# What the task requires
Render the lines below as a JSON list of strings, one string per line, beginning at the start of the records and ending with the line that contains "(1221, 446)", with that line included and blank lines omitted. Leave the pictures out of the answer.

# Excerpted data
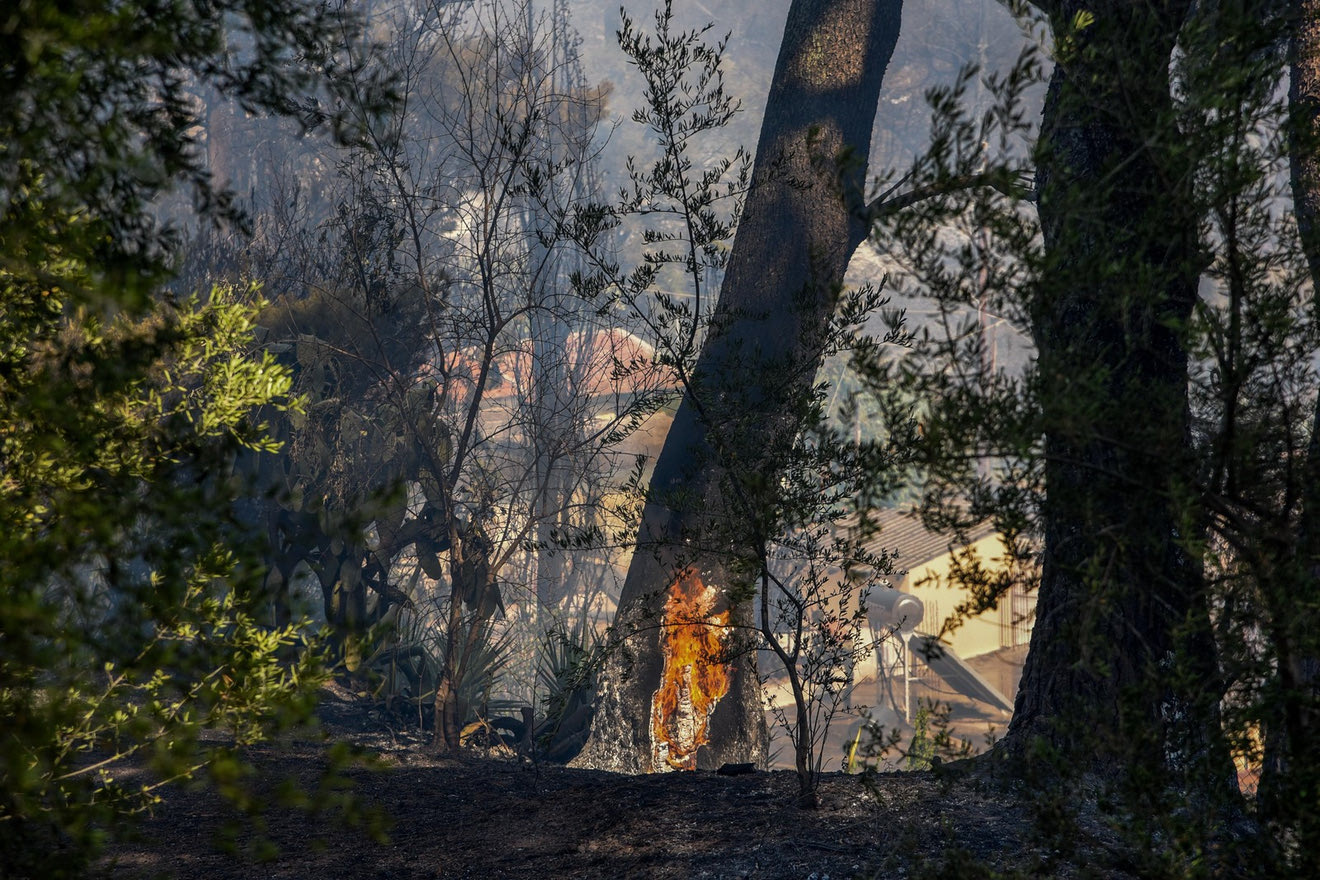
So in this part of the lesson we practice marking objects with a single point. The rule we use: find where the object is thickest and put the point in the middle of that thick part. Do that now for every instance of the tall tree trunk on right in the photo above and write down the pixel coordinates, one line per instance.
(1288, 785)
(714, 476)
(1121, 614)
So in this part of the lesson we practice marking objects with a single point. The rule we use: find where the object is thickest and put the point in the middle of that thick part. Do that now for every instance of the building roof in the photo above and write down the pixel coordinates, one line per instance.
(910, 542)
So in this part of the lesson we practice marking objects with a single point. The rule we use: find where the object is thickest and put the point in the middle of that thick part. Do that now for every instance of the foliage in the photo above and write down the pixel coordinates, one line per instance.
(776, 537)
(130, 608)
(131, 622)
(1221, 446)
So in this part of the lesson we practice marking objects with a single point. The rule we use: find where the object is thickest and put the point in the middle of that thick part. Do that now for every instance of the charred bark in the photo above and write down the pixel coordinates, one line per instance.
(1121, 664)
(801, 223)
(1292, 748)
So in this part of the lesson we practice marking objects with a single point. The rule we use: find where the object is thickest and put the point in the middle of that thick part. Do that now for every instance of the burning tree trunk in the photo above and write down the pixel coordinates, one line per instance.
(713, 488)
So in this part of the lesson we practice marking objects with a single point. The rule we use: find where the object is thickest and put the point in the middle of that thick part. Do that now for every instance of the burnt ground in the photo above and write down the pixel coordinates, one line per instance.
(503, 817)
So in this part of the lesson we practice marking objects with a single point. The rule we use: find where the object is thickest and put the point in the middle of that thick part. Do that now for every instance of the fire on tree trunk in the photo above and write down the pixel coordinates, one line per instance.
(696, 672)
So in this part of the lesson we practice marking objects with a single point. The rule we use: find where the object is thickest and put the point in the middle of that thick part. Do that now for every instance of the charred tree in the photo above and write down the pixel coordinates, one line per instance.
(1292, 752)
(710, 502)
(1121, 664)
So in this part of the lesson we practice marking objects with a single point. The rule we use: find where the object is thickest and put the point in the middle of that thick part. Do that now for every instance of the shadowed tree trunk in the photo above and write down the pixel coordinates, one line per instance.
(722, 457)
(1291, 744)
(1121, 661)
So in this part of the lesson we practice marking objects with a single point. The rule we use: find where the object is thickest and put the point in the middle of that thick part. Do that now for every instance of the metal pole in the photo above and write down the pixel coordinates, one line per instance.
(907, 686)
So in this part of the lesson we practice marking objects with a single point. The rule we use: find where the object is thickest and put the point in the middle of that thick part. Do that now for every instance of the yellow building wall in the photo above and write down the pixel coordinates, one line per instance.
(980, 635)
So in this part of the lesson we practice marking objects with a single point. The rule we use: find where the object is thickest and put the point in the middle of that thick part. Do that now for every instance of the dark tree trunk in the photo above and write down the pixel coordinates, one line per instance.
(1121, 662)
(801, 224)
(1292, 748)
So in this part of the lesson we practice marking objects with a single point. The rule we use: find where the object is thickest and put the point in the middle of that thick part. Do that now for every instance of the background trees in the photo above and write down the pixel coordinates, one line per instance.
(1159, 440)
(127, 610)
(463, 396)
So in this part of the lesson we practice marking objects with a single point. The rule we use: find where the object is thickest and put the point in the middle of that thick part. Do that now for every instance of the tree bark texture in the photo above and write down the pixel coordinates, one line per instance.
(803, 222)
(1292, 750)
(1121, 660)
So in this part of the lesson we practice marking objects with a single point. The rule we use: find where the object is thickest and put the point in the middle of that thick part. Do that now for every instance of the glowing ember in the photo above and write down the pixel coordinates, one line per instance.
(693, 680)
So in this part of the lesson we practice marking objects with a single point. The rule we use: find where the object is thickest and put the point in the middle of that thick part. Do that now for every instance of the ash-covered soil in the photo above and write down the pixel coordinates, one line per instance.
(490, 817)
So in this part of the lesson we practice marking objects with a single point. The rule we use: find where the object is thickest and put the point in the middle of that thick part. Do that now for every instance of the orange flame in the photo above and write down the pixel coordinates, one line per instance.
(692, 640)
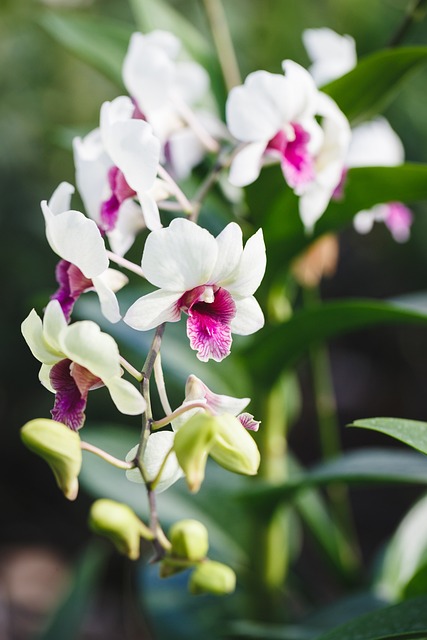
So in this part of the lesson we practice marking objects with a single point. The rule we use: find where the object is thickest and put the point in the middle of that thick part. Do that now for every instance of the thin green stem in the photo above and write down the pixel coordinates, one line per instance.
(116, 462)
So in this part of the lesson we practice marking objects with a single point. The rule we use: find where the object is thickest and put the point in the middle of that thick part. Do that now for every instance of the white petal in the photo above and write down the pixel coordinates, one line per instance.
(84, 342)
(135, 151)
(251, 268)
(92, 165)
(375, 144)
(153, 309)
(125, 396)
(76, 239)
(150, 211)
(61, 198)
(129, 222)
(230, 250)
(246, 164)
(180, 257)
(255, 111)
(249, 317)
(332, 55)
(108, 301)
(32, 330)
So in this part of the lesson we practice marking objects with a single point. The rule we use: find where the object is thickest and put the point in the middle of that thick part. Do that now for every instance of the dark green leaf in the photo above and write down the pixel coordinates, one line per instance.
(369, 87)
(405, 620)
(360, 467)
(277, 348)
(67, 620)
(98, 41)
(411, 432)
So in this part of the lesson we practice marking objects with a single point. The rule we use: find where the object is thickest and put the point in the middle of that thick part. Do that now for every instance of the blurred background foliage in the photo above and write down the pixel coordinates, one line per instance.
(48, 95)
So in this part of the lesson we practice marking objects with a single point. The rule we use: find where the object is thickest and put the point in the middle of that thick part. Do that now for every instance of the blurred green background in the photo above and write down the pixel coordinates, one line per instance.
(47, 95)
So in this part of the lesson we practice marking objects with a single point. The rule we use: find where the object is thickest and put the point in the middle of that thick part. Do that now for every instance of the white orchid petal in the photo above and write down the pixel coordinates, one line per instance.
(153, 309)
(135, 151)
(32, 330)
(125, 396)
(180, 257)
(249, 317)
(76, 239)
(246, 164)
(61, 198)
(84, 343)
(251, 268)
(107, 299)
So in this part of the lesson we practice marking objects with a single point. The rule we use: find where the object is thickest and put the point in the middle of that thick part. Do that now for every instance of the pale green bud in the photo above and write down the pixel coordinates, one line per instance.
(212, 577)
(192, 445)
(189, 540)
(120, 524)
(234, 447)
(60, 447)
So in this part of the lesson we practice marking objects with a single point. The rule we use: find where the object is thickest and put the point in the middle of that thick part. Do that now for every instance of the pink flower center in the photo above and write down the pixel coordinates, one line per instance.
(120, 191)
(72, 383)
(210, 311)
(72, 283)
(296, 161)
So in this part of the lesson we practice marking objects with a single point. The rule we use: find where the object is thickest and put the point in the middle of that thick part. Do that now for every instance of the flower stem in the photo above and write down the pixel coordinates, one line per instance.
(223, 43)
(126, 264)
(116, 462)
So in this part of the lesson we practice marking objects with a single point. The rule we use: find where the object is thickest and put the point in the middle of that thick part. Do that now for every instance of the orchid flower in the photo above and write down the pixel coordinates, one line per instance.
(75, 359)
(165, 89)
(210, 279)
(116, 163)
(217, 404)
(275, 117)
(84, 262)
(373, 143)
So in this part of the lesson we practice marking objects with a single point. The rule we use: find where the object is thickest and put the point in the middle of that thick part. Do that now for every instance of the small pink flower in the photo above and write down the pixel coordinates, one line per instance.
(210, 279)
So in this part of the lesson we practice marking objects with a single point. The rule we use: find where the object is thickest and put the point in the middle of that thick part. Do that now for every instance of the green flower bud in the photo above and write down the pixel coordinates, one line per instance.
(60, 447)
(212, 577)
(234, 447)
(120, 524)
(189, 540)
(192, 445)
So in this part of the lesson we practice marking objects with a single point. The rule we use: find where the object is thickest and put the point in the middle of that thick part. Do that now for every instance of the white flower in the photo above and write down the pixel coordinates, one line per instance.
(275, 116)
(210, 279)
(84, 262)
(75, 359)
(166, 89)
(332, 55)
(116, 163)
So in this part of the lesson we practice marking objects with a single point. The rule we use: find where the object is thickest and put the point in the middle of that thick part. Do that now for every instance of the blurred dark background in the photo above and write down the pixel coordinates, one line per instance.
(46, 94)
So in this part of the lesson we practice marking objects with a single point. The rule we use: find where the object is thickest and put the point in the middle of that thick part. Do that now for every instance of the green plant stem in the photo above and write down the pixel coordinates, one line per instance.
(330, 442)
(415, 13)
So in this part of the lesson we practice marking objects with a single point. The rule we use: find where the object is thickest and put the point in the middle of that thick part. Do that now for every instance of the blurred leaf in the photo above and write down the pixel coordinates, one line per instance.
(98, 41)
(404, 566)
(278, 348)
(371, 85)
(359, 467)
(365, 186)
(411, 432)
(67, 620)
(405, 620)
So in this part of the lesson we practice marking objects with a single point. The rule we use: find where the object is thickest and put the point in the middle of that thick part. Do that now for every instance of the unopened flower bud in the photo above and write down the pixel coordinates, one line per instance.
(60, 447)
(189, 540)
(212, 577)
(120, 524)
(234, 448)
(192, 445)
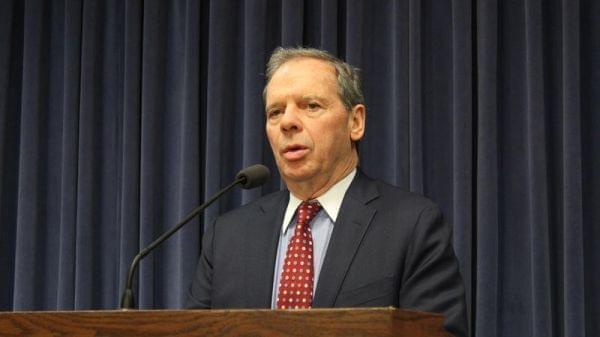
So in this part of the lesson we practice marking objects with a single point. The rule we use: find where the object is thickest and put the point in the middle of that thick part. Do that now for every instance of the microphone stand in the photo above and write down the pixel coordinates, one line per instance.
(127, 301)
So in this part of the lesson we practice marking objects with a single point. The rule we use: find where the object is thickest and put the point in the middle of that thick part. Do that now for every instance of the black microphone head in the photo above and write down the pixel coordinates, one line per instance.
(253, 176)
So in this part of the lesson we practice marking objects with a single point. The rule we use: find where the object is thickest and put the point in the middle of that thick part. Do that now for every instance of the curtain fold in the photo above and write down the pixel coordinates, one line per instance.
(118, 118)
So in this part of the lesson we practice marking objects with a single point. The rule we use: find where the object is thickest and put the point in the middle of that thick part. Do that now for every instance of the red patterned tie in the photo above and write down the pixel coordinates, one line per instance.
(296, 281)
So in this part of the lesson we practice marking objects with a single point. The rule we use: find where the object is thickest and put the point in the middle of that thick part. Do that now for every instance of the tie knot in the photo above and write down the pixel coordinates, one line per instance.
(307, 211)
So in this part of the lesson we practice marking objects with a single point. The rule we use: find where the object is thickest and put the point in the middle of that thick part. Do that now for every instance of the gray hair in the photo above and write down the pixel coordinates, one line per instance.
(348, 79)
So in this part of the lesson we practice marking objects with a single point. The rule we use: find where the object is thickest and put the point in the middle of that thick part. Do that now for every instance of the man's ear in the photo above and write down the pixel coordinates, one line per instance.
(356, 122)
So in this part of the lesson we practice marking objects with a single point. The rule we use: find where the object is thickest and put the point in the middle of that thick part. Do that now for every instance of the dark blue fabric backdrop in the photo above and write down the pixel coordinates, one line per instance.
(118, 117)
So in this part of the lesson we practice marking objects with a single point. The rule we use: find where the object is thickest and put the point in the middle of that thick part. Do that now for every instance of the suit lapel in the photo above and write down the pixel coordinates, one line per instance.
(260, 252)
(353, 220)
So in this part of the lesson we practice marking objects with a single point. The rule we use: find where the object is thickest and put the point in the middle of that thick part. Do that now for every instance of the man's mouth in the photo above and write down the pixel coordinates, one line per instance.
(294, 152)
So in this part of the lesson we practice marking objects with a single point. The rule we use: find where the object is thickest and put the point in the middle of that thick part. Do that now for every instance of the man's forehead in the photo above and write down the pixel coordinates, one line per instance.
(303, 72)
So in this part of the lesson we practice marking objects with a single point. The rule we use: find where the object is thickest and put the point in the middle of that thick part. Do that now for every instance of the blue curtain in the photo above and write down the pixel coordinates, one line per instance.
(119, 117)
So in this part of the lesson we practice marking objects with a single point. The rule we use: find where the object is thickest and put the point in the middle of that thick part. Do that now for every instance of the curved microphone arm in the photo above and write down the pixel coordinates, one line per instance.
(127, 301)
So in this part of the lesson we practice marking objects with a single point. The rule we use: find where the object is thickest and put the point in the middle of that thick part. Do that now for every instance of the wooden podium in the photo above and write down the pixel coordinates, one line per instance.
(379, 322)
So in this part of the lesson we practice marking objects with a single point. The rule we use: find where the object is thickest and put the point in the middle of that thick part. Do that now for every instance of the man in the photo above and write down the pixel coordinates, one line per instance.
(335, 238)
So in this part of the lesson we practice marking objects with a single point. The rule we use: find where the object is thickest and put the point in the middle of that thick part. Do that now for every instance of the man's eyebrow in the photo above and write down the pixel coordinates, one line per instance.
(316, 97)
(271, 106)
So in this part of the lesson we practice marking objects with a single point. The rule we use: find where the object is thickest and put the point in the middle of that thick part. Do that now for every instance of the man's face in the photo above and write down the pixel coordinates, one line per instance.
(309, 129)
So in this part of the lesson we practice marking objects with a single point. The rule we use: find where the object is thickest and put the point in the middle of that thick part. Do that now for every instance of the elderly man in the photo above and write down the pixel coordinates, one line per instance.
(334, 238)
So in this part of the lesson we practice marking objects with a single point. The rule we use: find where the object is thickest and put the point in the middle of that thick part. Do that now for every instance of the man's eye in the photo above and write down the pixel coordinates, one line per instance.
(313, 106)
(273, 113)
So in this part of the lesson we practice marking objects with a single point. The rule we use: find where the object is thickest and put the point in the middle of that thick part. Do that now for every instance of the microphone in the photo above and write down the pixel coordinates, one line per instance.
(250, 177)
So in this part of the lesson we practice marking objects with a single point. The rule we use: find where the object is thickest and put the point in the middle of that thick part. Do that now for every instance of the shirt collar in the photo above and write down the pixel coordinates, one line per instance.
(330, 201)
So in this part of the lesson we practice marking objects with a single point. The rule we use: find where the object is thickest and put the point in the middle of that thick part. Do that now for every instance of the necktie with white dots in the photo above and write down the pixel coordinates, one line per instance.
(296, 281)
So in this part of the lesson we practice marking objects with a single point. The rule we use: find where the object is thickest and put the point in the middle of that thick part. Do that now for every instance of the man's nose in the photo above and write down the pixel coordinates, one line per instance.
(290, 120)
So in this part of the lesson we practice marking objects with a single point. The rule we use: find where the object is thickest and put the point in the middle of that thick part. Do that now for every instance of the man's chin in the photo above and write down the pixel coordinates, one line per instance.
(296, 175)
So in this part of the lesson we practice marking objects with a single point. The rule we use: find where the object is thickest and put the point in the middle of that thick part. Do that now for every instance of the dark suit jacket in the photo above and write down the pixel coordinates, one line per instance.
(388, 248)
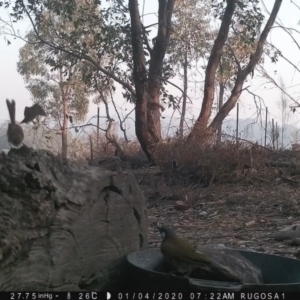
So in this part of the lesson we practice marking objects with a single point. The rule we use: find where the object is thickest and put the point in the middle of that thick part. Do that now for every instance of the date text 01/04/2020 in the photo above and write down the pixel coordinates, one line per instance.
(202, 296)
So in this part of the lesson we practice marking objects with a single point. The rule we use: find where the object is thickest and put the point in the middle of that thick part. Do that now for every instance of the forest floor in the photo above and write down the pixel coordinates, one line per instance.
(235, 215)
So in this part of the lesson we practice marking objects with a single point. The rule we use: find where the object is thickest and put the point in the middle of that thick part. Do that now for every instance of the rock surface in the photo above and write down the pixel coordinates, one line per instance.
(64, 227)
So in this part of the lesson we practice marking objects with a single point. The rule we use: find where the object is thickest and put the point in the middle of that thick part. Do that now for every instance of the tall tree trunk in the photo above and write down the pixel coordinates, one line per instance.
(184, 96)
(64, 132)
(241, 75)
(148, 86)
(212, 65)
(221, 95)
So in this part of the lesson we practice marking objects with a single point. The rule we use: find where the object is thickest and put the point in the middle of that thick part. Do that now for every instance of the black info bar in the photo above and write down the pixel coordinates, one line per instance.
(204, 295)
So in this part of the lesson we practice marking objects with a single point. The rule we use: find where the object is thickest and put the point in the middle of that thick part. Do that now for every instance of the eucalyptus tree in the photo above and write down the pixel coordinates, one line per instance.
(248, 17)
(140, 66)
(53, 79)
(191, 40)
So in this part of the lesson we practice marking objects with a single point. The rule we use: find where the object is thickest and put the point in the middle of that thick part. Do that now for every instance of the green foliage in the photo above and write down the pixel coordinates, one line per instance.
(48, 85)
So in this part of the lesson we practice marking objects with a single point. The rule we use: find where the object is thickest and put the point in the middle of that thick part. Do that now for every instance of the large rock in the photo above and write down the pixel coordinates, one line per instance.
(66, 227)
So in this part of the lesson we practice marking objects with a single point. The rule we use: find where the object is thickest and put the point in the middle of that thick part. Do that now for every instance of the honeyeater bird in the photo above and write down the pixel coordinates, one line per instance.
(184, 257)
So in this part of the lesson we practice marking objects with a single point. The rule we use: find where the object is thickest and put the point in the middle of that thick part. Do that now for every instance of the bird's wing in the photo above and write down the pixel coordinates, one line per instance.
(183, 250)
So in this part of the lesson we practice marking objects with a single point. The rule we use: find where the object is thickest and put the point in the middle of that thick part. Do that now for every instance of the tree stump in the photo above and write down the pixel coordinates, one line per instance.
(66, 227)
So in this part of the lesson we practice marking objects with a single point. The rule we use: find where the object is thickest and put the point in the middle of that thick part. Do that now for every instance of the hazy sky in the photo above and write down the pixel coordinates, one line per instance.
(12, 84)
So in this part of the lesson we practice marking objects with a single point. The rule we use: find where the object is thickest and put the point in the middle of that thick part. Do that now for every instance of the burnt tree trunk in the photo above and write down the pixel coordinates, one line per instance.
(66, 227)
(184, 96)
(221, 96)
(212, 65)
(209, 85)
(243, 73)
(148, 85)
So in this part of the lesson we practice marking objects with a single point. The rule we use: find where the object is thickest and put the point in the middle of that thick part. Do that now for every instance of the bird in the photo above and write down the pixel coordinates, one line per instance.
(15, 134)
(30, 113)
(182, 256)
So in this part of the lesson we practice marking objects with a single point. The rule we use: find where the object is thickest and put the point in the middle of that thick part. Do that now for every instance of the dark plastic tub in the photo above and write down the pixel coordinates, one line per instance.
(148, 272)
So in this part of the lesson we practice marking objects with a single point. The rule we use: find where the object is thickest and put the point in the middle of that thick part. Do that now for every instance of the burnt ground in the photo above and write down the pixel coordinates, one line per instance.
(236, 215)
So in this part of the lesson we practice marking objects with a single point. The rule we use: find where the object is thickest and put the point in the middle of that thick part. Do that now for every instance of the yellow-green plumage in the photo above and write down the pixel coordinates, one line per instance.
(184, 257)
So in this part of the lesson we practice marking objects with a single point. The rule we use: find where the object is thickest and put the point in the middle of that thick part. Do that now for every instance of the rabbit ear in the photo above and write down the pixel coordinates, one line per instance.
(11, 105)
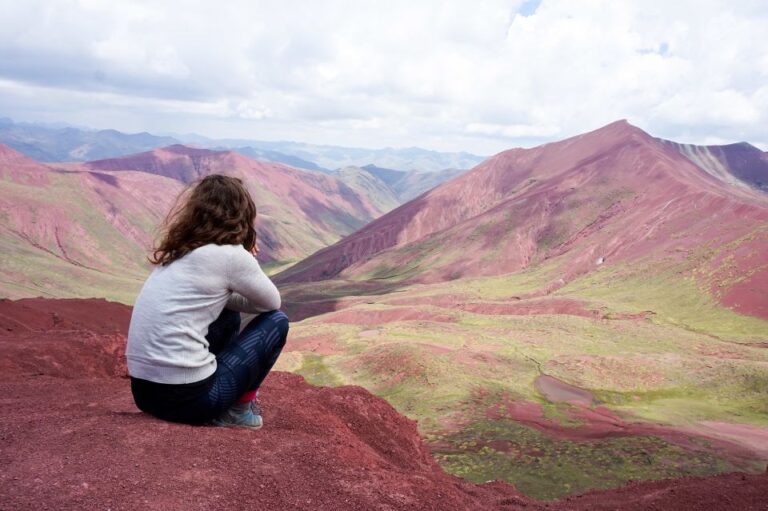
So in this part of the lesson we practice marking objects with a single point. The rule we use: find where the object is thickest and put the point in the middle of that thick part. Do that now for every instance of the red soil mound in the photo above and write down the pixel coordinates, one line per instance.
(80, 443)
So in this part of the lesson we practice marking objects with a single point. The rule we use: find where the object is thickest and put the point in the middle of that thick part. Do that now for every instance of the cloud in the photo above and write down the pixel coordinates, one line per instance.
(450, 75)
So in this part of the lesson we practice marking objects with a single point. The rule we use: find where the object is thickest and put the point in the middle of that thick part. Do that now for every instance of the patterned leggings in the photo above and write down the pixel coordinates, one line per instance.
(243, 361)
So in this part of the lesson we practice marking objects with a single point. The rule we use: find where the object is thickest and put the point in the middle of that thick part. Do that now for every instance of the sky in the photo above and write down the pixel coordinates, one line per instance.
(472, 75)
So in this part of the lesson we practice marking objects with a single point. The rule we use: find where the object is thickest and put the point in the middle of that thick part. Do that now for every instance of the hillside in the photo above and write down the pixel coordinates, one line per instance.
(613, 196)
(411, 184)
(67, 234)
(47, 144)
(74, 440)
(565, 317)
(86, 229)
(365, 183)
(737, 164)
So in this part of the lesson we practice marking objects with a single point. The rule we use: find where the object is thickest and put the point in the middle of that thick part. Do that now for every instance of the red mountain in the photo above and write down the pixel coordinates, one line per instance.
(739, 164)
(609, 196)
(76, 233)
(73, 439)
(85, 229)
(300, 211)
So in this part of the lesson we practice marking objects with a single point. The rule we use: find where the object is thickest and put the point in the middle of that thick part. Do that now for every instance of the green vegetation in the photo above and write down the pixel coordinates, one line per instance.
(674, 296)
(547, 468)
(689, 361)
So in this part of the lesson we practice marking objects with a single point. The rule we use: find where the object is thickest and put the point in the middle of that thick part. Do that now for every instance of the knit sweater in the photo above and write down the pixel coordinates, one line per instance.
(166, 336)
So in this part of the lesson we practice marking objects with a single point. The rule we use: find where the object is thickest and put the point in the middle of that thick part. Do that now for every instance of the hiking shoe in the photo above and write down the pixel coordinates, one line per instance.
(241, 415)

# Task result
[
  "So in this part of the lesson we practice marking objects with a single point. The rule we use: find where the object is thickest and put the point in the middle of that thick part. Do that now for every instance of the tall tree trunk on right in the photo above and write down the pixel coordinates, one line per instance.",
  "(1288, 785)",
  "(714, 476)",
  "(1121, 614)",
  "So in this part of the lesson we practice marking objects with a single point. The rule we use: find where the object is thickest and put the point in the middle of that thick part. Do that now for every instance of the building roof in the photo above and write down the pixel coordinates, one line per instance.",
  "(910, 542)",
  "So in this part of the lesson we practice marking objects with a single point. The rule we use: find where the object is thickest and put the point in the middle of that thick part. Do that now for every instance of the foliage in the photo above and write down the pixel coordinates, one line per instance.",
  "(776, 537)",
  "(130, 608)",
  "(131, 622)",
  "(1221, 446)"
]